- Exercise details:
List every line in the rows below that contains the word "white".

[Data for this task start]

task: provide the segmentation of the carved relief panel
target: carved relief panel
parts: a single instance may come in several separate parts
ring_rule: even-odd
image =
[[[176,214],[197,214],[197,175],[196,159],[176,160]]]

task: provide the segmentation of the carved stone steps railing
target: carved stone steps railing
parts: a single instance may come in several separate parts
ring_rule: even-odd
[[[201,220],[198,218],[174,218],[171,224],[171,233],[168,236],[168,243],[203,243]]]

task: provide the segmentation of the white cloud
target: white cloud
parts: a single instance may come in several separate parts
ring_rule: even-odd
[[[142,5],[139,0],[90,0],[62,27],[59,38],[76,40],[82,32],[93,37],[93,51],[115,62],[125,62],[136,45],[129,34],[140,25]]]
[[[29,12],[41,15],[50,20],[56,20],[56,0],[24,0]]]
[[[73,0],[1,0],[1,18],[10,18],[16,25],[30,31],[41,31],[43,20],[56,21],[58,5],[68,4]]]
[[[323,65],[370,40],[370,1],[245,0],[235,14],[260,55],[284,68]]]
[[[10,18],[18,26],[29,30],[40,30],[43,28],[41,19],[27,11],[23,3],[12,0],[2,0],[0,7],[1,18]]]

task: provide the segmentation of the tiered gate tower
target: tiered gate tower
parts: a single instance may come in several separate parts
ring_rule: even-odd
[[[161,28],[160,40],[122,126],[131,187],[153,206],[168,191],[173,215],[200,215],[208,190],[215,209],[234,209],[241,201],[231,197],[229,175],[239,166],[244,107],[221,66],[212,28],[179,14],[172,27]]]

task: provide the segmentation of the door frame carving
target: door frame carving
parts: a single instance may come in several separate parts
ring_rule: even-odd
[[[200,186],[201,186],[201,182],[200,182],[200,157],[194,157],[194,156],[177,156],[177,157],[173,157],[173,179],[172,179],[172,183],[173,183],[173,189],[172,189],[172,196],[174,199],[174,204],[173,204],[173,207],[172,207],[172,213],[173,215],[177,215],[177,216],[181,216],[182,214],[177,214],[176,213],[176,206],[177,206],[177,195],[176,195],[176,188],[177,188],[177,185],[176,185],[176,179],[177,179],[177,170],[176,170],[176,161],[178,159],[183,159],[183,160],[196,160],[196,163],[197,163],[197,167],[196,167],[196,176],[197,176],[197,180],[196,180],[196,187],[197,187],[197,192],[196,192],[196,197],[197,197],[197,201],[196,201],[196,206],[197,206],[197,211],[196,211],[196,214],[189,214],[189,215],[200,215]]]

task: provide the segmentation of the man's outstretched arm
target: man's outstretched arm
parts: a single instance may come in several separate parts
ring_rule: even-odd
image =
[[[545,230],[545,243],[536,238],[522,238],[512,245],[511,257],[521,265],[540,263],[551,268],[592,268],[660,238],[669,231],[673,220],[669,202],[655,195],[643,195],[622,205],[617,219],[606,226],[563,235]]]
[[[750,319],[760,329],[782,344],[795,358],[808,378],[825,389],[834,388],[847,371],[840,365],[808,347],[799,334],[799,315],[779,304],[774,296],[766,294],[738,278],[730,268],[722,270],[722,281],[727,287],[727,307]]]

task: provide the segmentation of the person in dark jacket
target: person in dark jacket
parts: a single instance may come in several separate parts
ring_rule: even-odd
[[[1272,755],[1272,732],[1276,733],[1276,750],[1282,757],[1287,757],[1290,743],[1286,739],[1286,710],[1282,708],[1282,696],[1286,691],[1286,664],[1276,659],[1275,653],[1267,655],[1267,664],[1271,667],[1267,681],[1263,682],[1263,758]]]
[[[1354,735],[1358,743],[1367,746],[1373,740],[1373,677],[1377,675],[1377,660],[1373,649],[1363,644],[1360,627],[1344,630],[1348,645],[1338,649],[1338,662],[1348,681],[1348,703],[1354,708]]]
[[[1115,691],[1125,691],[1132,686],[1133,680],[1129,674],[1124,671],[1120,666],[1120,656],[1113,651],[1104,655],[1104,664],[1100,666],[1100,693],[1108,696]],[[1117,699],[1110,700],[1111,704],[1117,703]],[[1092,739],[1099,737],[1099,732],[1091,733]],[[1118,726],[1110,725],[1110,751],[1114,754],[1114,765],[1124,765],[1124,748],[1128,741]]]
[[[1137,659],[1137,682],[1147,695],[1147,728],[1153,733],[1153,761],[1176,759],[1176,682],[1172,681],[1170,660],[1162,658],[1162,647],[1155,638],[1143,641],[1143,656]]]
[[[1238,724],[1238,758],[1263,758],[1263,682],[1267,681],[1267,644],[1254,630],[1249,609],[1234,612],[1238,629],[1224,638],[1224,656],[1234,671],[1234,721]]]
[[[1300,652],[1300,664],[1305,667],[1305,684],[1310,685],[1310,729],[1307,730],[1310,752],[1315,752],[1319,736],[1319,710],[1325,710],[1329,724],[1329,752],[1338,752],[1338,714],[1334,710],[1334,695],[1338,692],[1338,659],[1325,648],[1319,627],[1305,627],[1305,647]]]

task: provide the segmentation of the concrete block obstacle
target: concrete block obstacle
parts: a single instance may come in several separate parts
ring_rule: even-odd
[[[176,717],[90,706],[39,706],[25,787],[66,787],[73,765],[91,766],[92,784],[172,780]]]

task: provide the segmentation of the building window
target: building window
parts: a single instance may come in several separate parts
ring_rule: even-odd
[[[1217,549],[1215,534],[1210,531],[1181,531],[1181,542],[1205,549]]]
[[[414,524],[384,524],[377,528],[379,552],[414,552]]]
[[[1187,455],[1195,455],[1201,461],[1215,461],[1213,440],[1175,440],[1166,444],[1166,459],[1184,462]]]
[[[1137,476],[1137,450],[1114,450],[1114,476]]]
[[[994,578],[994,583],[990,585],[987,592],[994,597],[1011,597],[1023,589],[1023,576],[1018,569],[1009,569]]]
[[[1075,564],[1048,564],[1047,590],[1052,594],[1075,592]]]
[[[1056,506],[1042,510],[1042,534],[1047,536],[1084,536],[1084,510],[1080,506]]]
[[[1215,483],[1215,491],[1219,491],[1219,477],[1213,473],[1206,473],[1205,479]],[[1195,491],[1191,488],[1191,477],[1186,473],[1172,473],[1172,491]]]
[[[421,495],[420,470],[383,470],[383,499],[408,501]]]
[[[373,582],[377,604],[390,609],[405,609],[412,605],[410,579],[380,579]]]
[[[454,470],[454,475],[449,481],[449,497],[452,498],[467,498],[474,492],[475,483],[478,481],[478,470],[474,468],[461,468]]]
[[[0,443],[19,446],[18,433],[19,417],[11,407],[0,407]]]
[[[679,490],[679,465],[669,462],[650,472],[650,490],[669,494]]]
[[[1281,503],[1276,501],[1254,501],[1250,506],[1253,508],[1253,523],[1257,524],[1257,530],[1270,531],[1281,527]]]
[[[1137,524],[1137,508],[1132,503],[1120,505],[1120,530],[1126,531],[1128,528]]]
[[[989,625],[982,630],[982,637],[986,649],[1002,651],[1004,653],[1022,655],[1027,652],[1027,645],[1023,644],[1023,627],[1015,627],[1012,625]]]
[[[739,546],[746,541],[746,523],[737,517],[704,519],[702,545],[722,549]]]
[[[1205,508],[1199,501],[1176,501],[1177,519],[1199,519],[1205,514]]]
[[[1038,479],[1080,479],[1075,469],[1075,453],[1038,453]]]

[Data for this task end]

- Response to the task:
task: provide the segmentation of the white cloud
target: white cloud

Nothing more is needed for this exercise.